PROBLEM 1 >> List every monetary amount given in Rs. Lakh in the going concern passage.
PROBLEM 2 >> According to the going concern passage, what was the company's net worth at the end of the Financial Year 2014-15?

05. Basis for Qualification of Opinion:

(01) Going Concern:

(a) The Company's operating results has been materially affected due to various factors during earlier years and also during the financial year ended 31st March, 2015, under report, and the Company has huge accumulated losses as on the aforesaid date, which has eroded the entire net worth of the company. Accordingly, the appropriateness of the going concern assumption is dependent on the Company's ability to establish consistent profitable operations as well as raising, obtaining or infusing adequate/ required fund to meet its short term and long term obligations

(b) At the end of the Financial Year 2014-15, net worth of the company has been totally eroded and become negative of an amount of minus Rs.5009.92 Lakh [ (01) after excluding amount of (a) Rs.1219.03 Lakh shown under capital Reserve (other than share premium) in the Notes 02, Reserves and Surplus, on Financial Statements; (in other words, this capital reserve has not been considered as part of reserve, Since it has been created on account of revaluation of fixed Assets/ conversion of fixed assets into stock in-trade); (b) Rs.1535.56 Lakh, relating to Deferred Interest and Deferred Revenue Expenses (Since in our opinion, these items are not an asset that can be realized, in the ordinary course of business, but only can be written off or charged as an expense), Note 12, Other Non-Current Assets, on Financial Statements; and (02) further accumulated loss of the Company amounting to Rs. 8981.89 Lakh (which includes Current year loss) as on the Balance Sheet date; in other words, the accumulated loss has also been considered to determine the net worth (This loss, i.e., deficit, has already been set off with available Surplus and shown as a overall negative figure in the Financial Statement) ].

Dataset rows on where objects appear:
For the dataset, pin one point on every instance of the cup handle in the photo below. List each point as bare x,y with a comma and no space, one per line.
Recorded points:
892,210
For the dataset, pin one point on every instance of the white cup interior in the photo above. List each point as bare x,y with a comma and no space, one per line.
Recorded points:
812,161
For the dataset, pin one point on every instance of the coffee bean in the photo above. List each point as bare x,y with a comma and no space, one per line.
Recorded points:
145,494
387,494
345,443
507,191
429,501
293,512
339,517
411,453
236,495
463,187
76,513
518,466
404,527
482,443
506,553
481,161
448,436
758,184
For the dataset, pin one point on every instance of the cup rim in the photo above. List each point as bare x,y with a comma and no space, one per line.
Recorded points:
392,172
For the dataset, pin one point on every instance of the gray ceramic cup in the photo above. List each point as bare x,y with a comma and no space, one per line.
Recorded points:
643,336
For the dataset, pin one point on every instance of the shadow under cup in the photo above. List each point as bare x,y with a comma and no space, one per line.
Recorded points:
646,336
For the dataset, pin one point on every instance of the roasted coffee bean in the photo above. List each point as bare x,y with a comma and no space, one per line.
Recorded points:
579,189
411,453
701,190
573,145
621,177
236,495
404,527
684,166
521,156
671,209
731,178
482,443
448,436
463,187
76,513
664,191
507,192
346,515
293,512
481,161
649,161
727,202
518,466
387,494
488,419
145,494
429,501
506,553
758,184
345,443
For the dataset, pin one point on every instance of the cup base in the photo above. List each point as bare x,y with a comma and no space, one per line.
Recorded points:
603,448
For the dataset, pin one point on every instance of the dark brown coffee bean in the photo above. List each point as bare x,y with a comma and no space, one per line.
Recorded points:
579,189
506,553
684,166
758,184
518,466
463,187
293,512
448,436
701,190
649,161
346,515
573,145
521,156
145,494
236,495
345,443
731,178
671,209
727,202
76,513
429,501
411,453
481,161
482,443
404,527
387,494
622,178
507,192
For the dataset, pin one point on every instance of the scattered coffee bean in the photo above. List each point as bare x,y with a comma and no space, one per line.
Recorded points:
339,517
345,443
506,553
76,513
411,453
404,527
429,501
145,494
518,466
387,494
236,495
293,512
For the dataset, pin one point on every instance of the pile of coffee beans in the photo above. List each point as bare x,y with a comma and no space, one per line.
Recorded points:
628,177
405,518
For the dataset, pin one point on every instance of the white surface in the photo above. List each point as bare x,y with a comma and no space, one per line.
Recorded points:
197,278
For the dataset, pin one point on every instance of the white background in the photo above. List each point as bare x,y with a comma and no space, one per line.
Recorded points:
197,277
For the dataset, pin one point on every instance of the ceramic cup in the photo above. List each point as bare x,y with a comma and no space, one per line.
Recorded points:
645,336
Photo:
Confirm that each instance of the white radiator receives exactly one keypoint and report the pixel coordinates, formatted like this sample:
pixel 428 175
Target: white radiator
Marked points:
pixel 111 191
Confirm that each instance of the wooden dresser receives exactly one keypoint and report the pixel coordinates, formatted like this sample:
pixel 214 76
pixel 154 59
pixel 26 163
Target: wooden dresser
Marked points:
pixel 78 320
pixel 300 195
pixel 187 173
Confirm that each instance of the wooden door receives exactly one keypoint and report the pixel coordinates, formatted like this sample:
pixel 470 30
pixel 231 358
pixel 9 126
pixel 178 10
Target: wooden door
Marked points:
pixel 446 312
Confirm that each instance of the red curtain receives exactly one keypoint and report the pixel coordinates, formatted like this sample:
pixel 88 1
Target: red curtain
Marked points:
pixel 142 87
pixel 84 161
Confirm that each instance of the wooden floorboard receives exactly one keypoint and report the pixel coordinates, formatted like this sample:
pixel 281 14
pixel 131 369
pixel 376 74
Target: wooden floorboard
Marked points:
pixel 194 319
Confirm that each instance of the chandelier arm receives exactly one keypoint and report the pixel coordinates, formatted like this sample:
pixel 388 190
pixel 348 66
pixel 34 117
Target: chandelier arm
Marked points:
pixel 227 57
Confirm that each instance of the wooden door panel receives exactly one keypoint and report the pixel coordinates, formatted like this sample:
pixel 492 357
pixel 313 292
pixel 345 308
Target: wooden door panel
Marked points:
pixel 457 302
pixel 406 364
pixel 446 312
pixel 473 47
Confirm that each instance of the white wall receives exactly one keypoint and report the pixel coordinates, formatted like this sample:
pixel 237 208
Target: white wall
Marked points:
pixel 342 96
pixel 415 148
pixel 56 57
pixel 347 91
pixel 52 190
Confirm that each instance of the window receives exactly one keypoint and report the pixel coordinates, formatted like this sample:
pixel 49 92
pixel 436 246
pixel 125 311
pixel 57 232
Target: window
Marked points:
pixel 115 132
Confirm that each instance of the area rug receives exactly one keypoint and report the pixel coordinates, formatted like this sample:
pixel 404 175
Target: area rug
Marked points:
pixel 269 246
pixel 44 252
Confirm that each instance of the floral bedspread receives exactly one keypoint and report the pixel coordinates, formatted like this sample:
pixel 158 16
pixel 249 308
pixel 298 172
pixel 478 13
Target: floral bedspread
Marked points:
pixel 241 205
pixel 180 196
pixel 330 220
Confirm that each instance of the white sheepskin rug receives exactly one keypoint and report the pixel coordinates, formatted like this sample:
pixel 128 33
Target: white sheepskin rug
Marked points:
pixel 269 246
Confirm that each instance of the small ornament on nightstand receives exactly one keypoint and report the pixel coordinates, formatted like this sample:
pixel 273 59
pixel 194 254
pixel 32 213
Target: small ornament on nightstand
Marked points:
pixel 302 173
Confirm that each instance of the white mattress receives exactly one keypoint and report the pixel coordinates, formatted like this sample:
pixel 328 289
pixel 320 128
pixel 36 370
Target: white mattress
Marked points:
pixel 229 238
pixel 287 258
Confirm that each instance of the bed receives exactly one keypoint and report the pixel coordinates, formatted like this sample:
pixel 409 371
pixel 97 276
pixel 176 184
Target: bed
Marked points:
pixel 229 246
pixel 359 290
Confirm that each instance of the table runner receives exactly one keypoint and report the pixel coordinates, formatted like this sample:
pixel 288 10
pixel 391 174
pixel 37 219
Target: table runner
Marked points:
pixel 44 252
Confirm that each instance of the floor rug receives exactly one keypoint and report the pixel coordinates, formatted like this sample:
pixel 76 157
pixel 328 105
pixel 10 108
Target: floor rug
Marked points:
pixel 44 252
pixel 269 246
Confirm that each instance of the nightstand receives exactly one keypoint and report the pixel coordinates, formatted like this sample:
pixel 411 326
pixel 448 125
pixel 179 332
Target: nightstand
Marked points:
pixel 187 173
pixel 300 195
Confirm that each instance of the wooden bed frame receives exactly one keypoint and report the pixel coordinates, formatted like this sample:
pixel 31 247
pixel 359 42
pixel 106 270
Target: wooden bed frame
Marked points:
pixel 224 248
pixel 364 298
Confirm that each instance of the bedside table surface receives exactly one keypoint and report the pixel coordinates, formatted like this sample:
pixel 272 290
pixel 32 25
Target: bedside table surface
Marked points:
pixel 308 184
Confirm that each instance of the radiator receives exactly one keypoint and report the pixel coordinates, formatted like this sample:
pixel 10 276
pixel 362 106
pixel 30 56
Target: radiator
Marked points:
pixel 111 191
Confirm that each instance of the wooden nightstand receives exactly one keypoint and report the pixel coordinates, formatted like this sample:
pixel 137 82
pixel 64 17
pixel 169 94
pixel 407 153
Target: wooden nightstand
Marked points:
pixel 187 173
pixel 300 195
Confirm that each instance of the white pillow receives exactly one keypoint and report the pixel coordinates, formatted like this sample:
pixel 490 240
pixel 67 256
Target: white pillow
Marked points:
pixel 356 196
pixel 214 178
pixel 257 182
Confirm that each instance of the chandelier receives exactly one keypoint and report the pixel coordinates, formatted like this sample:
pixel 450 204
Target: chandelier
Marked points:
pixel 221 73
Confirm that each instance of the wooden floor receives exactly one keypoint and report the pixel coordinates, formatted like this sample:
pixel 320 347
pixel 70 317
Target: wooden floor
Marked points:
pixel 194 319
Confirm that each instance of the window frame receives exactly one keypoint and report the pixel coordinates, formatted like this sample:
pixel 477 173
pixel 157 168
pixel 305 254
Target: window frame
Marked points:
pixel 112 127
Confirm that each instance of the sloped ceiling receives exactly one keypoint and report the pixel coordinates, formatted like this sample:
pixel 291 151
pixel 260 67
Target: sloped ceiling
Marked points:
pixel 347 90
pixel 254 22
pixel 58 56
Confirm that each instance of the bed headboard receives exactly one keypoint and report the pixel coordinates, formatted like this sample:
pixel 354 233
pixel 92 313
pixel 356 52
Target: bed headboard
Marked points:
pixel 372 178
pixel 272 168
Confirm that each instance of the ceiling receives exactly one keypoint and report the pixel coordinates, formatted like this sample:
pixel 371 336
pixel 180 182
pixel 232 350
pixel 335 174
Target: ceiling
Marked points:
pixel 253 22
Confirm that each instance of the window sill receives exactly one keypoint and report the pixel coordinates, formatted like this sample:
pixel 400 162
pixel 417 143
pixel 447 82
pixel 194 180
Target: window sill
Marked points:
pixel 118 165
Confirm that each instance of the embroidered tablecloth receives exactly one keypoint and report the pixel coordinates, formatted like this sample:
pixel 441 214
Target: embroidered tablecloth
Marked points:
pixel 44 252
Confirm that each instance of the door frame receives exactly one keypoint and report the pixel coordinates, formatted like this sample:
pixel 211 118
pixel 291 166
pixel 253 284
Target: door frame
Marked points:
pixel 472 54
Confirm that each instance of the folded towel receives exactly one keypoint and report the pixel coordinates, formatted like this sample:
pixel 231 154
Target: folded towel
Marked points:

WRITTEN SOLUTION 1 >>
Rs.5009.92 Lakh
Rs.1219.03 Lakh
Rs.1535.56 Lakh
Rs. 8981.89 Lakh

WRITTEN SOLUTION 2 >> It was negative, at minus Rs.5009.92 Lakh.